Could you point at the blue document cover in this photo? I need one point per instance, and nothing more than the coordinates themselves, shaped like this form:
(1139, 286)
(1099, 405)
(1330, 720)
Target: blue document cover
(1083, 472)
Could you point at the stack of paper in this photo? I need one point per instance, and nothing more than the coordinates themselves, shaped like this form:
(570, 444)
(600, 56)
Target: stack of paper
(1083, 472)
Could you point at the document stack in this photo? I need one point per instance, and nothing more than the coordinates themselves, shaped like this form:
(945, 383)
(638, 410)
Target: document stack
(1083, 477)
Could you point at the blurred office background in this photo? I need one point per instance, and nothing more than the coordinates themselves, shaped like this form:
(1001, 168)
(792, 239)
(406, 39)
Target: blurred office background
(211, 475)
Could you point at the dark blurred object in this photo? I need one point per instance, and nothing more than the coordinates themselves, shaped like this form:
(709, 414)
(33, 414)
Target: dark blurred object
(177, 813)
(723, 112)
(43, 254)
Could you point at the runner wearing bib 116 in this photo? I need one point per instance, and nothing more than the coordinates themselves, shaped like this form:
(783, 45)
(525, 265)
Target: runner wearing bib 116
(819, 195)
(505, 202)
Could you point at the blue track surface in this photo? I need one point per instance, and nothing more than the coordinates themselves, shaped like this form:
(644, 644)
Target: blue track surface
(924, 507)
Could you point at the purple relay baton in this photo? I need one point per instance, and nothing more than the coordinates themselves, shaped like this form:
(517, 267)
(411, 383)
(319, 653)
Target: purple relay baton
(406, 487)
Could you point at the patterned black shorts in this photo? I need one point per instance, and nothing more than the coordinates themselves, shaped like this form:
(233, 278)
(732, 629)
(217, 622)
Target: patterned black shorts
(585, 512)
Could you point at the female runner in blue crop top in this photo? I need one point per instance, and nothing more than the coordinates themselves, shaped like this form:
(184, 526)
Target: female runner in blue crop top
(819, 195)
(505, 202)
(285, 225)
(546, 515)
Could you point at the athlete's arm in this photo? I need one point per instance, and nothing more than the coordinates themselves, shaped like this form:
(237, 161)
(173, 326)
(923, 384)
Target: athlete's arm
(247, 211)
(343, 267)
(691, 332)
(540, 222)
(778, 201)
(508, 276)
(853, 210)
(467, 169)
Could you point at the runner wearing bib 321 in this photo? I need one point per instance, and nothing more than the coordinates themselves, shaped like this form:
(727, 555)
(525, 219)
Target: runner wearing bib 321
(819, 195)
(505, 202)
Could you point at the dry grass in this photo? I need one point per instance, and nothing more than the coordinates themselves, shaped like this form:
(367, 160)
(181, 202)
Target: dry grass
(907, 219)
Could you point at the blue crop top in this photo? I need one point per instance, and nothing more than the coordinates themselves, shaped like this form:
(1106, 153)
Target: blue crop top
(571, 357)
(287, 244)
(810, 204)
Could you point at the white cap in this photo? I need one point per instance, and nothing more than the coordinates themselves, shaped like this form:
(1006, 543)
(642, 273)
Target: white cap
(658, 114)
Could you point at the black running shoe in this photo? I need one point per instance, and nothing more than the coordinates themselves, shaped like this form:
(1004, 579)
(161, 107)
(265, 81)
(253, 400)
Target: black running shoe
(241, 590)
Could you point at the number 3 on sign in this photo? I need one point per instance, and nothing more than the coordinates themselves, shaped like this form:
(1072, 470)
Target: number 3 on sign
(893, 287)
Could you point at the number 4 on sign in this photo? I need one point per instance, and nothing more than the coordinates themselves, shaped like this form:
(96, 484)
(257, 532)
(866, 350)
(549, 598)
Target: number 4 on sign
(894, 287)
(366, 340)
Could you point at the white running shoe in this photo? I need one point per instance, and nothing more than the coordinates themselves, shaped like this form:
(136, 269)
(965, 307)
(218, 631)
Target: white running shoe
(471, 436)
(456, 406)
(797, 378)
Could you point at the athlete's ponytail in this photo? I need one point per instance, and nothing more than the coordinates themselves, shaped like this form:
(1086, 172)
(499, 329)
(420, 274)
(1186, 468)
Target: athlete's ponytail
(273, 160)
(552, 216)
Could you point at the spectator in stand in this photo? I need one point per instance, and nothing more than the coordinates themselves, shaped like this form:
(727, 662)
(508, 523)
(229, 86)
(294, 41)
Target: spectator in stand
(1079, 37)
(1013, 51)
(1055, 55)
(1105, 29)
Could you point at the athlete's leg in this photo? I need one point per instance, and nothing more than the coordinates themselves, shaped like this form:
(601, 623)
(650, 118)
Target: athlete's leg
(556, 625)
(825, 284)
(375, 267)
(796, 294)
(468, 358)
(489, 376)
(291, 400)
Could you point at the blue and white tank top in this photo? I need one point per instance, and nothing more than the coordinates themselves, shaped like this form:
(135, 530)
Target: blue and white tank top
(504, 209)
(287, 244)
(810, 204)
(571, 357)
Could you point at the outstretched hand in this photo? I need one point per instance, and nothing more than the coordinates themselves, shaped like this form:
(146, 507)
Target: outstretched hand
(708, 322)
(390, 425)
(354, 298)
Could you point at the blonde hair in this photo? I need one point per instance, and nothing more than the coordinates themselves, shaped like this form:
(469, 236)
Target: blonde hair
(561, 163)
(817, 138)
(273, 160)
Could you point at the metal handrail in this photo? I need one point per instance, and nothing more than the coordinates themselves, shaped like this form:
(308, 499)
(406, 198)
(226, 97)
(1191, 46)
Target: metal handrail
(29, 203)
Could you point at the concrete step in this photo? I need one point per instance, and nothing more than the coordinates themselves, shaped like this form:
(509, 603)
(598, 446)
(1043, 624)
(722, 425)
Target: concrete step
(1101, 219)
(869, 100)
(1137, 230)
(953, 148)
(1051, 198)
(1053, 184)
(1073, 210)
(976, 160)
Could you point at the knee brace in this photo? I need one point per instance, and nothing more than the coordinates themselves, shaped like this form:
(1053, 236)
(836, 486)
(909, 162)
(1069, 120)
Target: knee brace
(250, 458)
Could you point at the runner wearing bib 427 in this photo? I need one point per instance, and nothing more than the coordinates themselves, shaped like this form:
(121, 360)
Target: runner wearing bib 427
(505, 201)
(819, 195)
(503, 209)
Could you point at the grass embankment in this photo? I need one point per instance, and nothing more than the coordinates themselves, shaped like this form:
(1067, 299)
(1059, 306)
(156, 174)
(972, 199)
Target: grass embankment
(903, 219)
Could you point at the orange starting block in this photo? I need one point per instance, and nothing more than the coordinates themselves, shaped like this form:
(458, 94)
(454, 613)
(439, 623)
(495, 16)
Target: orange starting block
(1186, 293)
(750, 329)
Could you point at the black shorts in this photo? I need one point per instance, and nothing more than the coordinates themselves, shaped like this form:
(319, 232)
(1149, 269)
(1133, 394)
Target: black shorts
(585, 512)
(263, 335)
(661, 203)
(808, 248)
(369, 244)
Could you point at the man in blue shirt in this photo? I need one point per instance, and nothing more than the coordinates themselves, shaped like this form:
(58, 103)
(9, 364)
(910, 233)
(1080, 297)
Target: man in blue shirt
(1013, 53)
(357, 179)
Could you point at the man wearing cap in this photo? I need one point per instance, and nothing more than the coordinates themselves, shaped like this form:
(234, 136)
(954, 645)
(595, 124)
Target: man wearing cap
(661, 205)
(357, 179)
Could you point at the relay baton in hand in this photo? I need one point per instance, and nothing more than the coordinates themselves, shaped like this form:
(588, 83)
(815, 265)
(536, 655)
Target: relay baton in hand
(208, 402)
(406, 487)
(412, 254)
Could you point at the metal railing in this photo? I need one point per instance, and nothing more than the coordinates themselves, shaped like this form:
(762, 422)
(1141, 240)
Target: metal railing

::::

Your task is to print all of the records exactly.

• **The output**:
Could you point at the blue document cover in this photo? I need one point per instance, and nothing more than the coordinates themselves, shaped like this form:
(1139, 286)
(1099, 405)
(1330, 720)
Target: blue document cover
(1083, 472)
Could you point at the stack of paper in this photo? I need one point per instance, and nothing more than the coordinates themselves, shaped like this form:
(570, 444)
(600, 56)
Target: stack of paper
(1083, 472)
Could you point at the document stack in this photo? I need one point per instance, and nothing more than the coordinates themselves, shaped like this form:
(945, 383)
(638, 410)
Target: document stack
(1083, 477)
Could you point at the blurred office background in this photo? I need one point per instance, and nothing more than the coordinates themselves, shaped like this form:
(1001, 168)
(792, 239)
(406, 39)
Target: blurred office background
(211, 475)
Could you point at the dark blurred object in this photo? I need one point per instance, and nothing more than the coordinates themselves, shaped like this form:
(709, 414)
(33, 414)
Target: dark blurred object
(177, 813)
(723, 112)
(43, 254)
Could you point at the runner wearing bib 116 in this photo? I need one point per instance, and nothing more than the coordinates themselves, shaped like this form:
(783, 45)
(525, 265)
Target: runner wearing bib 116
(819, 195)
(505, 202)
Could you point at the blue track surface in this photo? I need one point per instance, and nothing more than the coordinates themselves, shaped like this form:
(644, 644)
Target: blue track surface
(924, 507)
Could you point at the purple relay baton in this photo? I need one point per instance, and nothing more than the coordinates themselves, shaped like this form:
(517, 267)
(411, 383)
(319, 653)
Target: purple relay baton
(406, 487)
Could you point at the patterned black shorts in this photo? I need one point per instance, and nothing more than the coordinates themselves, shaped like this form:
(233, 278)
(732, 629)
(217, 622)
Target: patterned black shorts
(585, 512)
Could you point at the female runner in blue crop top in this photo? I need one point per instance, and nothing more than the coordinates themselves, shaped like this form:
(184, 526)
Target: female runner in blue crop top
(819, 195)
(505, 202)
(285, 225)
(546, 515)
Could you point at the athlete's arm in this photo? I need one point per instance, and nothing more than the coordinates themselves, shaped like this form:
(237, 161)
(173, 326)
(923, 384)
Target: athlete's arm
(247, 211)
(343, 267)
(691, 332)
(540, 222)
(778, 201)
(508, 276)
(853, 210)
(467, 169)
Could you point at the runner wearing bib 321 in this photo? I need one point per instance, and nothing more than the coordinates themselves, shaped like this form:
(727, 555)
(525, 219)
Target: runner wearing bib 321
(819, 195)
(505, 202)
Could you point at the dry grass in this photo? I need one point per instance, and nothing more than the coordinates themselves, shaped like this form:
(367, 160)
(181, 202)
Target: dry grass
(907, 219)
Could you point at the blue crop top in this photo? I need one point per instance, and nothing more than the coordinates themselves, shaped like this form:
(1106, 153)
Target: blue crop top
(571, 357)
(287, 244)
(810, 204)
Could you point at the white cap in this photo? I need one point per instance, and nothing more than the coordinates themselves, shaped like this form:
(1006, 543)
(642, 273)
Target: white cap
(658, 114)
Could you point at the black running shoe in this photo? I need one point per instance, and nothing more than the coordinates themselves, shaped like this form:
(1004, 579)
(161, 107)
(265, 81)
(253, 400)
Target: black running shoe
(241, 590)
Could you point at the number 3 on sign in this photo? I need one point per instance, and nothing more than the coordinates themselves, shaped like this form:
(1072, 470)
Target: number 3 on sign
(893, 287)
Could you point at the number 4 on sign in this photo? I need one point per instance, and nothing more than the coordinates themselves, shaped like this form:
(96, 484)
(257, 532)
(866, 350)
(549, 598)
Target: number 4 on sign
(894, 287)
(366, 340)
Could you point at the white running shoe in this photo? I need one point per instance, and nothing more than the coordinates themselves, shaped like this form:
(136, 269)
(965, 307)
(218, 631)
Target: white running shoe
(471, 436)
(456, 406)
(797, 378)
Could you point at the athlete's ponytail in this photo? I need one point per instance, and nothing more than the coordinates themselves, shaped like this form:
(1086, 172)
(499, 329)
(420, 274)
(1186, 468)
Target: athlete's ponytail
(273, 160)
(552, 216)
Could you point at the spectator in stand in this photo? I need one point per instance, and nothing more than the coordinates themselves, shaped like this form:
(727, 662)
(508, 523)
(229, 86)
(294, 41)
Target: spectator in stand
(1079, 37)
(1013, 51)
(1055, 55)
(1105, 29)
Could you point at the athlete's leg in this photo? I need one point per instance, and nothing more than the coordinates themselves, shaped like this form:
(601, 623)
(650, 118)
Target: athlete's leg
(556, 625)
(825, 284)
(375, 267)
(796, 294)
(468, 358)
(489, 376)
(291, 400)
Could you point at the blue and white tank top in this photo? I need one point per instance, and nothing more than the coordinates themselves, shaped like this form:
(135, 530)
Target: blue and white tank top
(504, 209)
(287, 244)
(810, 204)
(571, 357)
Could you point at the outstretched hand in this photo? I need one point per instance, and nothing more than the coordinates themselves, shaped like this form:
(146, 507)
Target: outstretched hand
(708, 322)
(390, 425)
(354, 298)
Could you point at the blonde hair in this photo? I need one point per instance, and nothing more than the coordinates themselves, shaped like this form:
(469, 236)
Target: blonde hair
(561, 163)
(817, 138)
(273, 160)
Could you point at the metal handrail in this photo? I need one point per instance, and nothing more than the coordinates themselves, shaped like this form:
(308, 499)
(406, 198)
(226, 97)
(1191, 46)
Target: metal handrail
(29, 203)
Could you point at the concrete step in this photo? I need one point per instance, and nothing more than the coordinates themselves, shaped like this form:
(509, 603)
(598, 446)
(1043, 624)
(722, 425)
Target: concrete step
(1101, 219)
(869, 100)
(1137, 230)
(953, 148)
(1051, 198)
(1053, 184)
(1073, 210)
(976, 160)
Could you point at the knee brace in this photo? I need one point per instance, and nothing more than the coordinates themselves, shaped like this form:
(1053, 236)
(836, 486)
(909, 162)
(1069, 120)
Target: knee brace
(250, 458)
Could you point at the runner wearing bib 427 in this photo? I need one point per instance, and nothing more than the coordinates themselves, shaped like this form:
(121, 360)
Target: runner wearing bib 427
(505, 201)
(819, 195)
(503, 209)
Could you point at the grass embankment in this photo? I need one point per instance, and nothing more than the coordinates themselves, shaped like this form:
(1067, 299)
(1059, 306)
(156, 174)
(972, 199)
Target: grass embankment
(903, 219)
Could you point at the orange starting block in this photo? I need one point per instance, and nothing more than the coordinates themselves, shaped like this form:
(458, 94)
(454, 613)
(439, 623)
(495, 16)
Target: orange starting block
(1186, 293)
(750, 329)
Could you point at the black shorts in this photo? I need one point per instance, and nothing more than the coordinates themselves, shaped like this form:
(319, 232)
(1149, 269)
(1133, 394)
Target: black shorts
(585, 512)
(263, 335)
(661, 203)
(808, 248)
(369, 244)
Could you point at the man in blue shirt in this photo? I need one point per instance, and nothing more than the coordinates themselves, shaped like this form:
(58, 103)
(9, 364)
(910, 233)
(1080, 297)
Target: man in blue shirt
(1013, 53)
(357, 179)
Could you point at the man wearing cap in this photo? I need one point per instance, and nothing more than the coordinates themselves, shaped like this form:
(234, 136)
(954, 645)
(595, 124)
Target: man wearing cap
(661, 205)
(357, 179)
Could you point at the relay baton in hand in this photo? I need one point per instance, and nothing more than the coordinates themselves, shaped like this form:
(588, 83)
(815, 265)
(536, 655)
Target: relay baton in hand
(208, 402)
(406, 487)
(412, 254)
Could you point at the metal railing in this photo? I need one point per instance, and nothing more than the coordinates themselves, shaped like this form:
(762, 422)
(1141, 240)
Target: metal railing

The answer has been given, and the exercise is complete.